- **Text excerpt**:
Country Reports

Netherlands Country Report



The Netherlands (population 17 million) is a generally safe destination and does not present any additional risks to travelers beyond what is to be expected in any Western European country.


However, as with all Western countries, as of 2017, there is a threat of Islamist terrorism. More than 250 Dutch citizens are believed to have left the country to fight with terrorist groups like Islamic State (IS) in Iraq and Syria; some observers fear that these individuals could launch attacks in the Netherlands after returning home.


Petty crime remains an issue in urban areas, particularly in Amsterdam (in the Red Light District and areas around the train station and airport) and Rotterdam. Pickpocketing and purse-snatching, often by organized gangs, are common. Usually, the victim is distracted by one of the offenders while another steals the victim's belongings. This threat is particularly present on trains between Amsterdam's central station and Schiphol airport, as well as those between Amsterdam's central station and Rotterdam. In Amsterdam, it is also advised to be careful aboard trams, where theft also commonly occurs. Sleeping riders are often targeted by thieves who board between stops.

In restaurants or cafés, especially those with outdoor seating, it is recommended to keep a close eye on personal belongings due to the threat of theft, especially if someone approaches and talks to you, pretending to be looking for someone or to sell you something.

If a theft occurs, immediately contact a police officer. However, be careful of criminals dressed as police officers asking for cash or bank cards as part of their investigation. Real police officers in the street very rarely make this kind of request. Do not hesitate to ask to verify the officer's identity or to go to the police station with him or her.

- **Parts of the exercise**:
[A] Check each statement against the Netherlands travel safety report, answering yes or no and quoting the words that settle it: (i) the report calls pickpocketing a particular threat on trains between Amsterdam's central station and Schiphol airport; (ii) the report says real police officers in the street often ask for cash or bank cards; (iii) the report gives the population of the Netherlands as 17 million.
[B] Reproduce the Netherlands travel safety report between "Country Reports" and "after returning home.", inclusive, without changing any wording.
[C] Go on with the Netherlands travel safety report from its final sentence.

A run of records:
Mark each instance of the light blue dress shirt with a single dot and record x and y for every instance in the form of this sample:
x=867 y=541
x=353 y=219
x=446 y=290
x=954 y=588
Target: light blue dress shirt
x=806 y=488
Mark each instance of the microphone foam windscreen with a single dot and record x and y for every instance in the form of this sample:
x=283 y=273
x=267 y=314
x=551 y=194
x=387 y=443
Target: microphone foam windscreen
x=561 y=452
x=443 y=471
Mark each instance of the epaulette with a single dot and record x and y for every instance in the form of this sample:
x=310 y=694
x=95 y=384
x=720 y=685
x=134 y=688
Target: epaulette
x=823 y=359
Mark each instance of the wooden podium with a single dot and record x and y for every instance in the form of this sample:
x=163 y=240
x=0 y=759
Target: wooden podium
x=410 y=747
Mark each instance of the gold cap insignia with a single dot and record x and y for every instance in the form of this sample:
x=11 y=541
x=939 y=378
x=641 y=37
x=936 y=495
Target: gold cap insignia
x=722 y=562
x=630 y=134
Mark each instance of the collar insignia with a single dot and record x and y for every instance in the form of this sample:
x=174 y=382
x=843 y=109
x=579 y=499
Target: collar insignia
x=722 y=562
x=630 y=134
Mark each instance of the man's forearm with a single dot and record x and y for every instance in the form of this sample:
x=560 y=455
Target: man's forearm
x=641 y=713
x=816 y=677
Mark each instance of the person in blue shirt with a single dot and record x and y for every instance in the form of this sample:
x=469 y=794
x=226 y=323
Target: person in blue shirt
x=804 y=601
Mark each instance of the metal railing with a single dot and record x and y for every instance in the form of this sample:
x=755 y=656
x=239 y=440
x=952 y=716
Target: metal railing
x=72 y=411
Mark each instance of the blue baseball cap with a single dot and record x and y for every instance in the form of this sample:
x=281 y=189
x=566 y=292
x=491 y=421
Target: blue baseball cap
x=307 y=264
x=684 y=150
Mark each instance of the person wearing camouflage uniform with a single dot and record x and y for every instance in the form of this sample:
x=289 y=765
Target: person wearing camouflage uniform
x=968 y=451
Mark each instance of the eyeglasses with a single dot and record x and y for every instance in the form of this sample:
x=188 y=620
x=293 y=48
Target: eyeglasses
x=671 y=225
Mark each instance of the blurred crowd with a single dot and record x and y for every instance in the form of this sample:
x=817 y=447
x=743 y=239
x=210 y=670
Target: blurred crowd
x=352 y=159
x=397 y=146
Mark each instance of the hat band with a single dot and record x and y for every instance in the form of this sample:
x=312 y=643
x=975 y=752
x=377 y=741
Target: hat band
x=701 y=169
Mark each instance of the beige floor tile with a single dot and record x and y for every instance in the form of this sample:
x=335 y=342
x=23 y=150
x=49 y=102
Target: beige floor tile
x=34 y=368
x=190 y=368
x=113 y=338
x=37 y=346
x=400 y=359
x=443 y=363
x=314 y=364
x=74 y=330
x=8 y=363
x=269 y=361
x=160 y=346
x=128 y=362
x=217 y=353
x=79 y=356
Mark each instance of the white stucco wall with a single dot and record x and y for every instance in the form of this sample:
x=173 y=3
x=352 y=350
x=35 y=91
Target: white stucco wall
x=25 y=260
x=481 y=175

- **Exercise answers**:
[A]
(i) Yes: "This threat is particularly present on trains between Amsterdam's central station and Schiphol airport"
(ii) No: "Real police officers in the street very rarely make this kind of request."
(iii) Yes: "The Netherlands (population 17 million)"

[B]
Country Reports

Netherlands Country Report



The Netherlands (population 17 million) is a generally safe destination and does not present any additional risks to travelers beyond what is to be expected in any Western European country.


However, as with all Western countries, as of 2017, there is a threat of Islamist terrorism. More than 250 Dutch citizens are believed to have left the country to fight with terrorist groups like Islamic State (IS) in Iraq and Syria; some observers fear that these individuals could launch attacks in the Netherlands after returning home.

[C]
Amsterdam and Rotterdam both have certain suburbs that should be avoided. While in tourist areas, use basic common sense to protect yourself (e.g., keep an eye on belongings, store valuable objects and important papers in a safe location, be particularly vigilant after nightfall, etc.).

Individuals should be very careful not to leave their food or drink out of sight and should never accept cigarettes, food, or drink from strangers.


There are significant social and intercommunity tensions that persist in the country. Recent protests against police brutality occurred over several nights in The Hague in July 2015 after an Aruban man died in police custody. Several hundred people were arrested after throwing items at police and committing acts of vandalism.

Protests are regularly organized in large cities like Amsterdam, Rotterdam, and The Hague (Den Haag). Although the Netherlands is a peaceful country and most demonstrations end peacefully, violence is not unheard of. In December 2015, riots broke out in Geldermalsen against plans to build a refugee center in the area.


Coastal regions and zones situated below sea level are particularly vulnerable to flooding.


The country's road network is very good, dense, and free. However, roads are often gridlocked due to the large number of trucks on major roadways.

Drives are advised to be aware of the numerous cyclists who use the country's roadways, particularly in urban centers, and to be cautious of cyclists traveling in the opposite direction of traffic. Driving while intoxicated is severely punished. Fines resultant from traffic violations must be paid immediately. If you do not have cash with you, police officers will not hesitate to take you to the closest ATM.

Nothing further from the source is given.